── Data for this exercise
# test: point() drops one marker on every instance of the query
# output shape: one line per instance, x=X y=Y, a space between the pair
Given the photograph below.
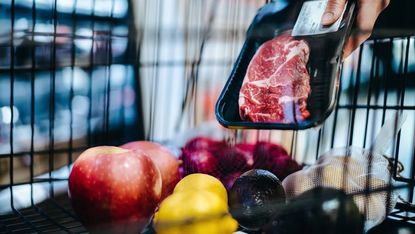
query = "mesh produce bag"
x=354 y=170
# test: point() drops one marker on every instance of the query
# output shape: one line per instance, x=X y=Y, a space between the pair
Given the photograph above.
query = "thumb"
x=333 y=11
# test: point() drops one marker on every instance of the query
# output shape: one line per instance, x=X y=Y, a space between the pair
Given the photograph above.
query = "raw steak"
x=276 y=85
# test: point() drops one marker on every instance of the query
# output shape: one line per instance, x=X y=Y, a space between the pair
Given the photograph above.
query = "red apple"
x=114 y=190
x=164 y=160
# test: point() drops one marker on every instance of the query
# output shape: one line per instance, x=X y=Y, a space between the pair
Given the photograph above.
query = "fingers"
x=368 y=12
x=333 y=12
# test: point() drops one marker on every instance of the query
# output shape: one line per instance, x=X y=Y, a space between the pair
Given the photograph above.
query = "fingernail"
x=327 y=18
────
What you have to do:
Leave out the images and transcribe all the records exactly.

Reply:
# test: point() drops one marker on every instance of the query
# output shape: one line per instance, x=X y=Y, a space between the pair
Given the photograph below.
query = "mesh produce bag"
x=354 y=170
# test: point() drops one marker on every instance of the query
# output shape: one line per instance, x=X y=Y, a space between the pair
Given the photograph above.
query = "thumb"
x=333 y=11
# test: point() drops one marker on every instance of the query
# output shape: one line per instance, x=X y=Y, a space between the pair
Given the photograph above.
query = "raw steak"
x=276 y=85
# test: point() drops one marker on every instance of the query
# output shape: one line per instance, x=X y=Y, a space between the pair
Given the photograph above.
query = "red apple"
x=114 y=190
x=164 y=160
# test: point() drops one marker on every instance of the query
# output shape: one line per instance, x=X y=Y, a space between the pair
Given the photograph above.
query = "fingers"
x=368 y=12
x=333 y=12
# test: point() drops one marker on every instance of the query
# output shape: one line per instance, x=X y=Y, a space between the pair
Given the photograph above.
query = "fingernail"
x=327 y=18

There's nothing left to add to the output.